--- DATA ENTRIES ---

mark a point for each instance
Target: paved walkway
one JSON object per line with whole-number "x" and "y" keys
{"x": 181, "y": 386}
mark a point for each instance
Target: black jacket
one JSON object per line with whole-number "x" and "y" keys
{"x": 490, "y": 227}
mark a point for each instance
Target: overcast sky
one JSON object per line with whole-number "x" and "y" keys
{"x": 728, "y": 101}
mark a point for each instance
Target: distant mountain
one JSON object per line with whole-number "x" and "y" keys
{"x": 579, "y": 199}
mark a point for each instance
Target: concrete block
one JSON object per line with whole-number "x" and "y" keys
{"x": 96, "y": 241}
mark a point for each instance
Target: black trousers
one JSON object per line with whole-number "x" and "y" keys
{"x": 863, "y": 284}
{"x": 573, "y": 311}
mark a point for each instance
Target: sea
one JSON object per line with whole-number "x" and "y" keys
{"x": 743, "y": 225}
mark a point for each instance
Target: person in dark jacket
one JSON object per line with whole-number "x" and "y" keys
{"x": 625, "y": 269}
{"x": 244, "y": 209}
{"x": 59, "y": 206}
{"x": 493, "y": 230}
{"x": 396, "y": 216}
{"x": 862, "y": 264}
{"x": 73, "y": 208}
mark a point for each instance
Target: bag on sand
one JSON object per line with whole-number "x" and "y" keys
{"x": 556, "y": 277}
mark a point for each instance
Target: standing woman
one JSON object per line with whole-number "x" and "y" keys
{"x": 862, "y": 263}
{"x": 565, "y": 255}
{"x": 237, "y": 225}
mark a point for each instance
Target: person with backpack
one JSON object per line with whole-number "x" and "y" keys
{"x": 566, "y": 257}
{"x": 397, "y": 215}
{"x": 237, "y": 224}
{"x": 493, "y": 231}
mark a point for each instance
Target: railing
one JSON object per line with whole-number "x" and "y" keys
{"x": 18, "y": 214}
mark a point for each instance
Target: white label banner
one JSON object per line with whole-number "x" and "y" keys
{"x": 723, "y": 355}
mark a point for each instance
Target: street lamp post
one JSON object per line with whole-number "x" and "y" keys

---
--- DATA ENTRIES ---

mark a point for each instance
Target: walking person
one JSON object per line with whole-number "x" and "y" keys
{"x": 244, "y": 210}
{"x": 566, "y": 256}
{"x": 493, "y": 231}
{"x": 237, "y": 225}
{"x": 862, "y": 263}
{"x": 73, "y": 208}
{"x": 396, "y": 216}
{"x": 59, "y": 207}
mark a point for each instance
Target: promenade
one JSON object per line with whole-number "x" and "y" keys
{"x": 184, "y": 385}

---
--- DATA ENTRIES ---

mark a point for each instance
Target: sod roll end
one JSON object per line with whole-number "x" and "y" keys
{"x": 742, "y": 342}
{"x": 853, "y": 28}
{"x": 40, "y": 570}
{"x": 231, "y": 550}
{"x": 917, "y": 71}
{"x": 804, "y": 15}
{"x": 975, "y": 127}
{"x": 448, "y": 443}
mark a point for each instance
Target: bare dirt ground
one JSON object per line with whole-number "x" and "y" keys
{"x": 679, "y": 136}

---

OBJECTIVE:
Find each line in the records above that contains the string "jacket" and copy it out. The match is case-sensitive.

SOLVED PROBLEM:
Target: black jacket
Target: person in dark jacket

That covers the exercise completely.